- _ENTRIES SHOWN_:
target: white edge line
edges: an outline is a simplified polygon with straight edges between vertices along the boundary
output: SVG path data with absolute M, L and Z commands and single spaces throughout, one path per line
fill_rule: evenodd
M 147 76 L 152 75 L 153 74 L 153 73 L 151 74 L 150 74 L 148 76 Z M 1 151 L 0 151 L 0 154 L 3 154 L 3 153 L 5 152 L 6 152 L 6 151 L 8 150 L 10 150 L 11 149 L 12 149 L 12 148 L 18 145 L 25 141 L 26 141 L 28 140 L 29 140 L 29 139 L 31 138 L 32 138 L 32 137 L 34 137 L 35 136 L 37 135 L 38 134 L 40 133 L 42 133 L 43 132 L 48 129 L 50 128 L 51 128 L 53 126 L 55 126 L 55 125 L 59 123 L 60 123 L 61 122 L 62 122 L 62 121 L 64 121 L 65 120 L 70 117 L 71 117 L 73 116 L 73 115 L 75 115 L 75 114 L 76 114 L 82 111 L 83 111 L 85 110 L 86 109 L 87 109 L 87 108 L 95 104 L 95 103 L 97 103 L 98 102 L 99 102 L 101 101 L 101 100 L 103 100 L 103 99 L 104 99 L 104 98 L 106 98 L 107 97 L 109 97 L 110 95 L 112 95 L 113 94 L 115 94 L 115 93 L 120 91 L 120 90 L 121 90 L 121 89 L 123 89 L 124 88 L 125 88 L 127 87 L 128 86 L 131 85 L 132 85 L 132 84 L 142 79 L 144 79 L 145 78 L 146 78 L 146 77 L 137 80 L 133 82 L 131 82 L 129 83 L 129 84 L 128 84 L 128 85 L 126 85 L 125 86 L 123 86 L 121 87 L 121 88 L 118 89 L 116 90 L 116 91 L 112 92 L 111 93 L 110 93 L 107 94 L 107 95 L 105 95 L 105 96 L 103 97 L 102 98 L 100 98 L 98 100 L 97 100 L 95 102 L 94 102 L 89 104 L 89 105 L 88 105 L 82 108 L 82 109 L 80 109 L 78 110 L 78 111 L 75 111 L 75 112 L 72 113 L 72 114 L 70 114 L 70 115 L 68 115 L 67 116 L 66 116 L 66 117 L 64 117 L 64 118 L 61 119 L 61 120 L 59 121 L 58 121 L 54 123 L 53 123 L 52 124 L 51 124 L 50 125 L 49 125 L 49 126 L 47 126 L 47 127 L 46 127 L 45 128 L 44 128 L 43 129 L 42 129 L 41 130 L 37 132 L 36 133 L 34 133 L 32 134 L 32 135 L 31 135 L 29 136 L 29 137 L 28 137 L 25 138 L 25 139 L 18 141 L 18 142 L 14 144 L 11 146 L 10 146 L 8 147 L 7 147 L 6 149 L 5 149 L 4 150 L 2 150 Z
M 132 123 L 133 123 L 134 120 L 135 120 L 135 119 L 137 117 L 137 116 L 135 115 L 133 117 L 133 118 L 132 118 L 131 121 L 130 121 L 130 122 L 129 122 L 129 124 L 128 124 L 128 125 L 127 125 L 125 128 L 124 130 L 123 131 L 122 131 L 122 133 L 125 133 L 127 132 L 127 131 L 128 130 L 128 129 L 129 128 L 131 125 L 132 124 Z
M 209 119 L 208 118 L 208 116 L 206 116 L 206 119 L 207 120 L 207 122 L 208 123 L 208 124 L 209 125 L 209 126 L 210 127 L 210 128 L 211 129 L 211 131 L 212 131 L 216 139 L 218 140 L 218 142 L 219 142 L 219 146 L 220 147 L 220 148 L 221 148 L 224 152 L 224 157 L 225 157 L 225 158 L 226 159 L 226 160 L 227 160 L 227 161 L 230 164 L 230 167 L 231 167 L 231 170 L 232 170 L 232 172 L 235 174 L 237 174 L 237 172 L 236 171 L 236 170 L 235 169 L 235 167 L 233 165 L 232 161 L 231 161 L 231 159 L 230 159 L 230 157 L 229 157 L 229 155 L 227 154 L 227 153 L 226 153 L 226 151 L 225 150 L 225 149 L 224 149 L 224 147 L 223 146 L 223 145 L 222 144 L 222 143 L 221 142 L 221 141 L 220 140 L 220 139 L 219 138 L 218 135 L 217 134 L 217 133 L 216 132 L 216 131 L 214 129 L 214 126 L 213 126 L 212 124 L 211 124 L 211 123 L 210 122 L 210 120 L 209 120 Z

- _REQUEST_:
Report how many lines of the listing above contain the word "with", matching case exactly. Give only the number.

- _ANSWER TO THE EXERCISE_:
2